• [Aufgabenstellung]
Welchen Betrag kann die Klägerin laut der Quelle nach § 441 IV 1 BGB vom Beklagten verlangen?

• [Quelle]
Der Beklagte hat beantragt, die Klage abzuweisen, und eingewandt, er habe das Fahrzeug ohne die Angabe eines Kilometerstands verkauft. Der im Kaufvertrag angegeben Kilometerstand stimme jedenfalls mit der Anzeige des Kilometerzählers des Fahrzeugs überein. Sollte dennoch ein Mangel vorliegen, berechtige dieser die Klägerin lediglich zu einer Minderung des Kaufpreises um 500 €.

Die Klage hatte ganz überwiegend Erfolg.

Aus den Gründen: I. Die Klägerin kann von dem Beklagten Zahlung in Höhe von 1.432,70 € gemäß § 441 IV 1 BGB verlangen.

1. Die Minderung wurde wirksam erklärt (§ 441 I 1 BGB). Die Klägerin hat unbestritten vorgetragen, dass sie mit anwaltlichem Schriftsatz vom 27.04.2022 die Minderung des Kaufpreises gegenüber dem Beklagten erklärte.

2. Der Klägerin stand auch ein Minderungsrecht aus § 437 Nr. 2 Fall 2, § 441 I 1, § 326 V BGB zu.

a) Die Parteien haben einen wirksamen Kaufvertrag geschlossen (§§ 433, 437 BGB).

Vertragspartei ist auch der Beklagte selbst und nicht die G-GbR. Wer Vertragspartei sein soll, bestimmt sich durch Auslegung aller Umstände (§§ 133, 157, 164 I 2 BGB). Aus der als Anlage K 1 vorgelegten Vertragsurkunde ist ersichtlich, dass der Rechtsformzusatz auf allen Seiten durchgestrichen wurde. Zudem ist als Inhaber der G-GbR nur der Beklagte angegeben. Eine Gesellschaft Bürgerlichen Rechts erfordert wegen § 705 BGB jedoch mindestens zwei Gesellschafter. Daraus folgt, dass die G-GbR als rechtsfähiges Subjekt gar nicht existiert. Das Verhalten der Parteien kann daher nur so verstanden werden, dass der Beklagte als einziges in Betracht kommendes Rechtssubjekt Vertragspartei werden sollte.

Aufgrund des Vertragsschlusses am 13.01.2022 und damit nach dem 01.01.2022 ist gemäß Art. 229 § 58 EGBGB das ab dem 01.01.2022 geltende neue Kaufrecht anzuwenden.

b) Der Pkw ist mangelhaft gemäß § 434 I, II 1 Nr. 1 BGB, da er nicht den subjektiven Anforderungen entspricht, da er nicht die vereinbarte Beschaffenheit hat.

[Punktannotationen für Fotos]
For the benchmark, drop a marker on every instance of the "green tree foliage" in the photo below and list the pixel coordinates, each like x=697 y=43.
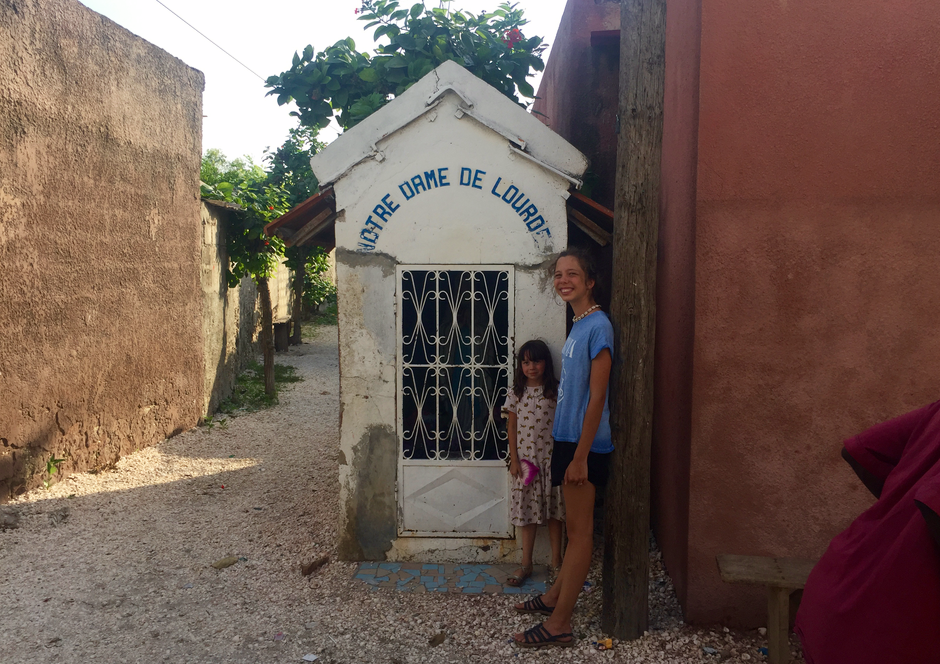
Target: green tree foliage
x=289 y=164
x=217 y=168
x=350 y=85
x=251 y=253
x=317 y=287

• [Lösung]
Zahlung in Höhe von 1.432,70 €.